*INSTRUCTIONS FOR THE TASK*. The answer should be each line from the entries below that has the word "this" in it.

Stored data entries
● ● ● ● ● ● ●

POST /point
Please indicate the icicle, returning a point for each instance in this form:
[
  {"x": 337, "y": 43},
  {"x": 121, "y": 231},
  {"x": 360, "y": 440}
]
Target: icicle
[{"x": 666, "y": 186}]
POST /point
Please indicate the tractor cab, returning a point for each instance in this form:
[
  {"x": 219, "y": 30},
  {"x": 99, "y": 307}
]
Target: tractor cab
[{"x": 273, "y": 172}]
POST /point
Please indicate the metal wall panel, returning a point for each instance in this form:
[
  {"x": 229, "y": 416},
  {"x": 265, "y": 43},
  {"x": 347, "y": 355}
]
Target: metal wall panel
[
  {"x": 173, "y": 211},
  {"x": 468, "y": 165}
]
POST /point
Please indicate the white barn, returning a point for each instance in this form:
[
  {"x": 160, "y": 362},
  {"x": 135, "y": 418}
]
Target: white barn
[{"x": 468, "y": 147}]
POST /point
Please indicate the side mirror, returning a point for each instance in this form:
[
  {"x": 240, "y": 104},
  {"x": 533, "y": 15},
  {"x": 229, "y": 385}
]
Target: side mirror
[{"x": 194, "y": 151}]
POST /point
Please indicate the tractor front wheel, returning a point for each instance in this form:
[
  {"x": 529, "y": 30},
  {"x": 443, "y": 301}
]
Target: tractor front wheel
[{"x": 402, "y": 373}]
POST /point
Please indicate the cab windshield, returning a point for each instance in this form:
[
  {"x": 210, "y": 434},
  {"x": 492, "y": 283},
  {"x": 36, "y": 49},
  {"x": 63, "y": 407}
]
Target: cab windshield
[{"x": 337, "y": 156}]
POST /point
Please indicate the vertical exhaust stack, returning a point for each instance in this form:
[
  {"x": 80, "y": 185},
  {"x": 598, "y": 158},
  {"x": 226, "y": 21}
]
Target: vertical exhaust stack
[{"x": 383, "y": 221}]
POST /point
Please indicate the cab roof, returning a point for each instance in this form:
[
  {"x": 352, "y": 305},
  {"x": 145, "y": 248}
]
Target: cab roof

● ● ● ● ● ● ●

*ANSWER TO THE PROBLEM*.
Please indicate the icicle, returning a point for each instance in this form:
Please indicate the tractor cab, returning a point for each instance in this form:
Please indicate the metal wall panel, returning a point for each instance in this form:
Please indicate the white barn, returning a point for each instance in this form:
Please indicate the side mirror, returning a point for each instance in this form:
Please indicate the tractor front wheel, returning a point for each instance in this form:
Please indicate the cab windshield, returning a point for each instance in this form:
Please indicate the vertical exhaust stack, returning a point for each instance in this form:
Please indicate the cab roof, returning a point for each instance in this form:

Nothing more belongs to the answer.